## Selected passage
* * * * *

I have talked to the vendors and they say that the "redundant network" problem can be solved using the VIRP protocol (or the HSRP protocol if you love Cisco proprietary protocols.

RLopez

The following example will setup 2 hme NICS with failover working for either card.
Notes: Some Solaris 8 & 9 releases require patching. Vannila Solaris 9 requires patching.
IPMP requires a default gateway to be set. (A remote to ping to ensure things are working)
Clients must connect to the logical interfaces not the physical.
Local mac address must be used. (# eeprom local-macaddress?=true)
Load balancing is performed on a connection basis not per packet.
When the failover occurs you will see the logical address of the failed card or link appear on the working card.
Can be made permanent using /etc/hostname.
Applications should not bind to the physical IP addresses.

ifconfig hme0 plumb 192.168.10.215 group test deprecated -failover netmask + broadcast + up
            Configure IPMP failover on hme0 (Physical Test interface)
ifconfig hme0 addif 192.168.10.216 netmask + broadcast + up
            Add a logical interface to hme0
ifconfig hme1 plumb 192.168.10.217 group test deprecated -failover netmask + broadcast + up
            Configure IPMP failover on hme1 (The other Physical Test interface)
ifconfig hme1 addif 192.168.10.218 netmask + broadcast + up
            Add a logical interface to hme1

RLopez

Anacreo

Rlopez has posted the correct solution to this let me just clarify it a bit as its not a simple topic:

You must have two physical NICs each with its own IP address these are called the test IPs

You need an application IP this is the only IP that should be addressed by users of the application/DNS.

* * * * *

## Required actions
1. In the Solaris IPMP failover thread, how is load balancing performed?
2. Carry on the Solaris IPMP failover thread from its final sentence.

## Collected data
* * * * *

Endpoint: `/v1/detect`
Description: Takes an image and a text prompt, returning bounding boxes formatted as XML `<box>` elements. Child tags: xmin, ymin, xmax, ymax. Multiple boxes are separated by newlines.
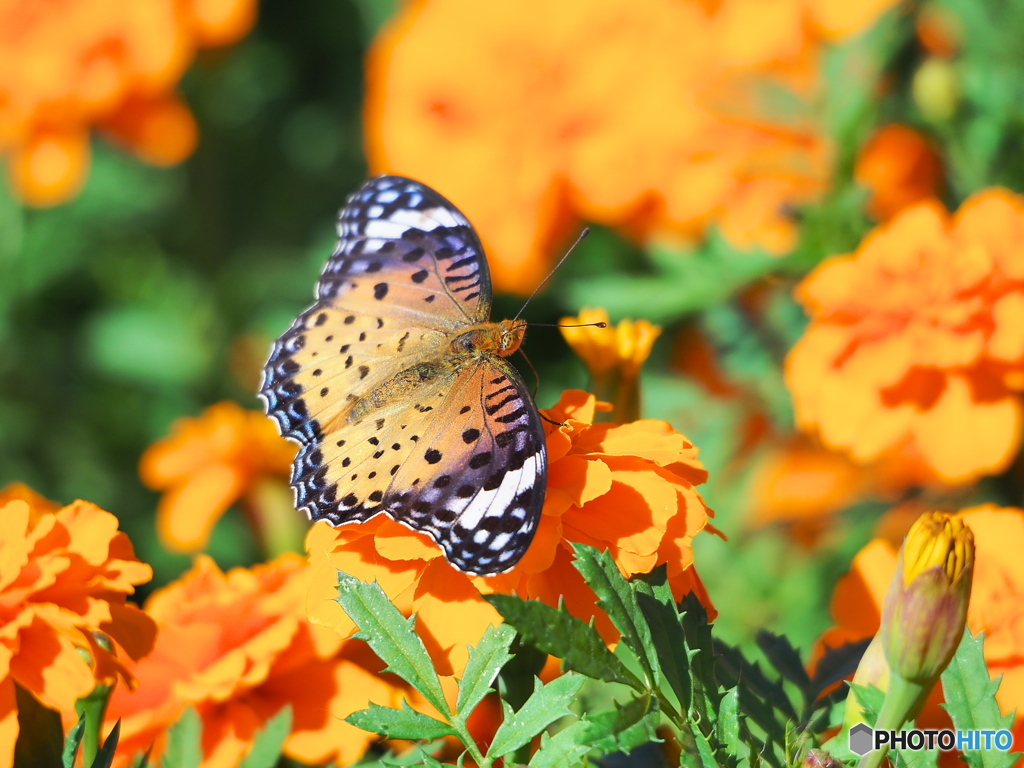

* * * * *

## Answer list
1. On a connection basis, not per packet.

2.
You setup the test IP's like normal in your /etc/hostname.<interface> files as such:

~ <106>$ cat /etc/hostname.ce2
myhost netmask + broadcast + group myhost-pub up
addif myhost-ce2 netmask + broadcast + deprecated -failover up

~ <107>$ cat /etc/hostname.ce5
myhost-ce5 netmask + broadcast + deprecated -failover group myhost-pub up

myhost, myhost-ce2, and myhost-ce5 all exist in the /etc/hosts file with unique IP addresses.

The two test interfaces myhost-ce2 and myhost-ce5 are marked as depricated and -failover, the deprecated flag means put me at the bottom of the list of possible source interfaces (basically don't use unless I'm the only local interface) and the -failover flag means don't fail me over.

The "group myhost-pub" makes this interface part of an IPMP (Internet Protocol MultiPathing) group named myhost-pub, standing for public network.

How does it work:
In most configurations it will end up using the default router as its "ping partner" if for some reason the test interface can't do an ICMP echo ping to the default router then it marks the interface as DOWN. If it fails on the next try (every 10 seconds by default) it will move every interface off of the interface with the test IP (except for things marked with -failover) off to the next physical interface in the IPMP group. By default failing back is turned off so the application IP will remain on the secondary NIC.

If you'd like to modify the timeout I recommend looking at /etc/default/mpathd and making sure that the timeout matches with your network. If you have your CISCO's in a high availability configuration you should probably change the FAILURE_DETECTION_TIME=10000 to FAILURE_DETECTION_TIME=30000 so that its only looking for failures every 30 seconds. This will give the CISCO's a full minute to correct the network problems before IPMP moves the network to the next interface (this is mostly significant with a cluster).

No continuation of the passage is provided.